→ Text section:
··········
While the developed countries look forward to more advanced ways to deliver factor VIII, including gene therapy, most hemophilia patients around the world struggle to get any care, whether cryo or recombinant. Each month I ship out little packets of factor to patients in all corners of the earth. It seems a drop i a vast ocean, but at least it’s something. We need to support the national and local advocacy groups worldwide to carry on the fight that we once engaged in, not too long ago.

When Compassion Meets Anger

This past week we witnessed anger vented at our government like we have never seen from Americans in our lifetime. I wondered how to address it in a blog meant for bleeding disorder topics. I couldn’t ignore that it happened. I tried to focus on something positive this week. I found myself thinking about compassionate heroes: those who put themselves in harm’s way to get footage of the riots; who tried to help people who were injured; who used kinder language to soothe anger and hate.

As I was thinking of this, I recalled our own situation in 1992, when I attended my first national hemophilia meeting in Atlanta. My book Raising a Child with Hemophilia was being promoted, and I was so focused on that, and raising my 5-year-old with hemophilia and 2-year-old daughter, that I was shocked when during an interview a newscaster asked me what I thought about what was happening at the NHF meeting down the road. What was happening? I didn’t know what she was talking about. I was oblivious.
··········
[Natural-language object grounding data]
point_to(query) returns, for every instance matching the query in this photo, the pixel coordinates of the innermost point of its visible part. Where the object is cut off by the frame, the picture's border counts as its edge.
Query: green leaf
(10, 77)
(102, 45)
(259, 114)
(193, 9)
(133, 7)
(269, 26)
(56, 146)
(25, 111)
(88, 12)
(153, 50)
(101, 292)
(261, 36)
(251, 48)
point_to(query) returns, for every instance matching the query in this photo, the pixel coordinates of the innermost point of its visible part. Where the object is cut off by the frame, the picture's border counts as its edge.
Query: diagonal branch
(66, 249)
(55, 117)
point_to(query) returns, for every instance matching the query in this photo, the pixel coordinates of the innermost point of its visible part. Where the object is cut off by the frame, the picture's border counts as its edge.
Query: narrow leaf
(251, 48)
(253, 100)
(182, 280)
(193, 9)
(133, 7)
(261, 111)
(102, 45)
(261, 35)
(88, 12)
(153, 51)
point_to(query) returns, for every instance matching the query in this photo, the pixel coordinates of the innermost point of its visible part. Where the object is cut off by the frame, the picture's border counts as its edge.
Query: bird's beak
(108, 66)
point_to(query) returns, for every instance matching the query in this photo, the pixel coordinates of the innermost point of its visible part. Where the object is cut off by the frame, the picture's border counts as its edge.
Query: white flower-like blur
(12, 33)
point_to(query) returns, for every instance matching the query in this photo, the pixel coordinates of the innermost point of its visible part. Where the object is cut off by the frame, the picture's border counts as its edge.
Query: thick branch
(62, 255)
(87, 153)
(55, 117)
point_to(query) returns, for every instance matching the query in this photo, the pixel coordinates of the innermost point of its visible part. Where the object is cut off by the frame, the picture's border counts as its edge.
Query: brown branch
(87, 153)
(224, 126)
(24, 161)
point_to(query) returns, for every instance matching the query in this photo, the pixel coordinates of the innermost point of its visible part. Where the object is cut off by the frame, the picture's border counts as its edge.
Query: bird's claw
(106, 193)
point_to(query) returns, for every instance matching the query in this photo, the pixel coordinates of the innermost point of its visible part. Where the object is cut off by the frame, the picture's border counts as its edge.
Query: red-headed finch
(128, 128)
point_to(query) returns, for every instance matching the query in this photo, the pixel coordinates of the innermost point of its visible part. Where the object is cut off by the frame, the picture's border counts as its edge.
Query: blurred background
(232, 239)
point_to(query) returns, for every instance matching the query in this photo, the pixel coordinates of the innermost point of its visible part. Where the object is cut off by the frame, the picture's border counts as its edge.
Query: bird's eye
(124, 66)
··········
→ Problem 1:
Answer these questions about the hemophilia blog excerpt:
(a) What does the writer send out each month?
(b) In which year and city did the writer attend a first national hemophilia meeting?
(c) What is the title of the book that the writer was promoting at that meeting?
→ Problem 2:
Carry on the hemophilia blog excerpt from the point where it stops.
The tasks can be completed without reference to the data.

→ Response box 1:
(a) Little packets of factor, sent to patients in all corners of the earth.
(b) 1992, in Atlanta.
(c) *Raising a Child with Hemophilia*.

→ Response box 2:
I soon found out. Stepping into the exhibit hall, where pharmaceutical companies promoted their booths, I saw protesters yelling, waving their arms, scaring people. One had red paint smeared on him and wore a death mask. They then marched together throughout the hall, banging a drum, calling out companies. It was grim. Some pharmaceutical reps fled the scene. In fact, most did. The booths were being emptied quickly.

At one booth, a lone rep stood his ground. I was standing next to him when Michael Davon, a person with hemophilia and HIV from Boston, walked up to him and began yelling. Michael was quite taller than the rep and intimidating. He threw packages of needles in the man’s face and yelled, “And your needles are the wrong size!”

I wondered what could possible happen next.

Joe Pulgliese, general manager of Armour Pharmaceuticals, the man who had the needles thrown in his face, responded calmly, “I think there are bigger issues here to talk about instead of needle size. Tell me what the problem is.”

The rage, absolute rage about being infected with HIV from contaminated blood products; pharma’s role in this; cover-ups; not being believed and not being heard; the deaths of friends and colleagues.

Laurie Kelley and Joe Pugliese 2000

By simply exposing himself to the anger, absorbing it, taking a stand and offering a listening ear, Joe calmed Michael down. They sat. I watched from the sidelines in amazement as Michael quieted but continued his list of accusations. When everyone else fled, Joe had stayed, unafraid.

I saw the power of compassion, even in the face of potential violence, and the power of listening. Angry people want to be heard. But often our first reaction is to retreat, or defend ourselves. Or even fight back. No one ends up listening. Angry people have a right to be heard. Violence is not acceptable, but not being heard and not feeling compassion can lead to heightened emotions, and even violence.

Today is Joe’s birthday, and I’m proud to say he has been a friend since 1989. He was my first contact in the hemophilia community, and he has been a friend to the community for decades. He secured funding for so many nonprofits for family programs and camps. He approved my book in 1990, when I was a complete unknown. And he works today still, overseeing the Hemophilia Alliance, which helps HTCs with funding, to keep them viable, to serve us.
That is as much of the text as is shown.